→ What to work on: Because the entries hold pictures, reproduce only their words, exactly as written.

(Data extracted from a collection)
--- --- ---
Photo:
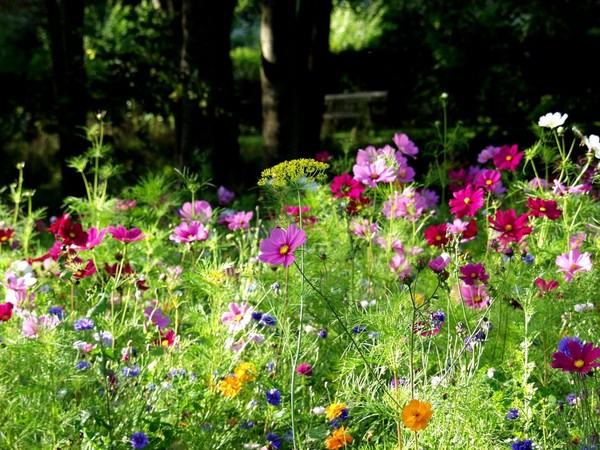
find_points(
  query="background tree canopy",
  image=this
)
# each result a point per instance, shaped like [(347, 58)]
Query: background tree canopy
[(503, 64)]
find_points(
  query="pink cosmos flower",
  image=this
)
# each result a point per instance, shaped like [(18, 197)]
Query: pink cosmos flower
[(200, 211), (344, 186), (572, 262), (224, 195), (156, 317), (439, 263), (487, 154), (405, 145), (192, 232), (375, 172), (539, 207), (576, 357), (488, 179), (473, 273), (475, 296), (466, 202), (122, 234), (239, 220), (510, 227), (304, 369), (508, 158), (238, 316), (279, 247)]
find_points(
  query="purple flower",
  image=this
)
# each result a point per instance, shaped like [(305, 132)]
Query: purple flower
[(120, 233), (273, 397), (224, 195), (84, 324), (139, 440), (279, 247)]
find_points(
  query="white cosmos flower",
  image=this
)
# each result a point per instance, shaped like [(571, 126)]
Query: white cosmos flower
[(552, 120), (593, 143)]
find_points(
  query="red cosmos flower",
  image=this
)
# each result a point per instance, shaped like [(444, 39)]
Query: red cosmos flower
[(539, 208), (68, 232), (5, 235), (357, 205), (508, 158), (6, 311), (545, 286), (472, 273), (344, 186), (511, 227), (466, 202), (436, 235), (577, 357)]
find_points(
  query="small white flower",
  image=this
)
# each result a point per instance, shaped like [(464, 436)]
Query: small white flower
[(552, 120), (593, 144)]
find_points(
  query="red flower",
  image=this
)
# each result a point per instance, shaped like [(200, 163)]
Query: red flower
[(345, 186), (511, 227), (577, 357), (539, 208), (508, 158), (466, 202), (6, 311), (5, 235), (436, 235), (472, 273)]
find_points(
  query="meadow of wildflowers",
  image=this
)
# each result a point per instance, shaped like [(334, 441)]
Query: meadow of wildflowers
[(349, 302)]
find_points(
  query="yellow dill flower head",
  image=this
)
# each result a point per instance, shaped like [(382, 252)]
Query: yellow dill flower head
[(296, 171), (245, 372), (335, 410), (230, 386)]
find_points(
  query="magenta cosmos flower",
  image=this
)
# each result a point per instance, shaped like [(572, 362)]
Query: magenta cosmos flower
[(466, 202), (576, 357), (194, 231), (508, 158), (572, 262), (279, 247), (120, 233)]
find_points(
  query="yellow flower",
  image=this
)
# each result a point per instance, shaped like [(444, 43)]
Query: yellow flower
[(416, 415), (245, 372), (338, 439), (334, 410), (230, 386)]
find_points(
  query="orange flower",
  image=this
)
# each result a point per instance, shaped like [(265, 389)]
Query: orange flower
[(230, 386), (338, 439), (416, 415)]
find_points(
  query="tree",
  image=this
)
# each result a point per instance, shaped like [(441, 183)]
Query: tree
[(295, 53), (65, 28), (209, 130)]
--- --- ---
→ Task solution:
Photo:
find_points(
  query="background tree canopy",
  image=this
)
# each result a point per instance, shaped like [(347, 58)]
Query: background tree canopy
[(503, 64)]
find_points(
  query="pink cosmos flower",
  image=this
)
# each result a point per instance, shaped like [(18, 197)]
Query: pink cosmos flower
[(200, 211), (344, 186), (572, 262), (224, 195), (156, 317), (439, 263), (487, 154), (405, 145), (192, 232), (375, 172), (539, 207), (576, 357), (488, 179), (473, 273), (475, 296), (466, 202), (122, 234), (239, 220), (510, 227), (304, 369), (508, 158), (238, 316), (279, 247)]
find_points(
  query="purple flower",
  image=this
)
# each result a point per instance, shaped like [(305, 132)]
Query: purple flower
[(120, 233), (273, 397), (224, 195), (84, 324), (139, 440), (279, 247)]
find_points(
  query="white cosmos flower",
  image=this
)
# each result a point per instance, shaped like [(571, 126)]
Query: white cosmos flower
[(552, 120), (593, 143)]
find_points(
  query="red cosmos flower",
  image=this
)
# each result a point per instance, shaped like [(444, 39)]
Query: red cosmos flower
[(539, 208), (68, 232), (5, 235), (357, 205), (508, 158), (6, 311), (545, 286), (472, 273), (344, 186), (511, 227), (466, 202), (436, 235), (577, 357)]
find_points(
  query="small white flower",
  image=this
)
# each result a point per instance, shaped like [(464, 436)]
Query: small white flower
[(552, 120), (593, 144)]
find_points(
  query="red flower",
  image=this
)
# each result a point per instance, shaped like [(200, 163)]
Query: red flower
[(345, 186), (511, 227), (577, 357), (539, 208), (508, 158), (466, 202), (6, 311), (5, 235), (436, 235), (472, 273)]
find_points(
  query="meadow of wildflowers",
  image=this
)
# each result a point per instance, shaped like [(334, 441)]
Query: meadow of wildflowers
[(349, 302)]
find_points(
  query="yellow dill flower head",
  image=this
)
# each result a point per instance, shaped like [(382, 252)]
Query: yellow dill flower head
[(296, 171), (245, 372), (335, 410), (230, 386)]
find_points(
  query="magenta cosmos flower",
  image=this
)
# each result a point per instance, shaped like [(572, 362)]
Query: magenta cosmos flower
[(466, 202), (576, 357), (194, 231), (508, 158), (572, 262), (279, 247), (120, 233)]
find_points(
  query="yellow flower",
  image=this
)
# each result a point per instance, shaped like [(444, 43)]
Query: yellow flower
[(416, 415), (245, 372), (338, 439), (334, 410), (230, 386)]
find_points(
  query="orange flower",
  image=this
)
# each result a point per instance, shaped like [(265, 389)]
Query: orange flower
[(230, 386), (338, 439), (416, 415)]
find_points(
  query="tree",
  image=this
)
# each result a point per instance, shaped like [(441, 183)]
Query: tree
[(295, 53), (65, 28), (209, 130)]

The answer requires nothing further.